◆ What the task asks:
Reproduce all of the lines below, including each request, and shift every coordinate in the answers by adding 5 to each number.

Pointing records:
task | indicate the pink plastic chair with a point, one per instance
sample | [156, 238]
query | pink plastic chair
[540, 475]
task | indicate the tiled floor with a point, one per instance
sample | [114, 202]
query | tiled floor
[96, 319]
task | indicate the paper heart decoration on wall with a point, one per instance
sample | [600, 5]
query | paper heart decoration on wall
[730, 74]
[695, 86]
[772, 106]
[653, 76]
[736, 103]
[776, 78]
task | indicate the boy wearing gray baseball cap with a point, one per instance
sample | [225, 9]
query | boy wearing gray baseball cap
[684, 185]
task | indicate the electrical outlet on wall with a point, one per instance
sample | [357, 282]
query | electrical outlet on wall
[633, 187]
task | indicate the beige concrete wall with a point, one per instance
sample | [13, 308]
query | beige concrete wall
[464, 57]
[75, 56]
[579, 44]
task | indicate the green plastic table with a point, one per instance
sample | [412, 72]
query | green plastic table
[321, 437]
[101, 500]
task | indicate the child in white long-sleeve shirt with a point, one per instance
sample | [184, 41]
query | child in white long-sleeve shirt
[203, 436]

◆ Answer:
task | indicate the pink plastic chair with a point, one per instance
sample | [156, 238]
query | pink plastic chair
[545, 480]
task | indicate the tiled floor with a point, one per instance
sample | [114, 202]
query | tiled floor
[101, 324]
task | indicate the paper heart decoration on wall with a point, one per instance
sample | [600, 5]
query | paper heart decoration on wall
[735, 79]
[700, 91]
[777, 111]
[658, 81]
[741, 108]
[781, 83]
task | indicate the boy wearing gray baseball cap with a point, one per instance
sample | [225, 9]
query | boy wearing gray baseball cap
[689, 190]
task | indicate the electrical outlet on wall with a point, one per instance
sample | [357, 282]
query | electrical outlet on wall
[638, 192]
task | indicate the beige concrete wall with a point, one per instance
sample | [13, 308]
query | beige concrete wall
[469, 62]
[80, 61]
[584, 49]
task | indicate the green plastic table with a point, one per instance
sample | [412, 72]
query | green plastic table
[326, 442]
[106, 505]
task | indicate the child in white long-sleeve shirt with a point, one per instance
sample | [184, 41]
query | child in white long-sleeve shirt
[208, 441]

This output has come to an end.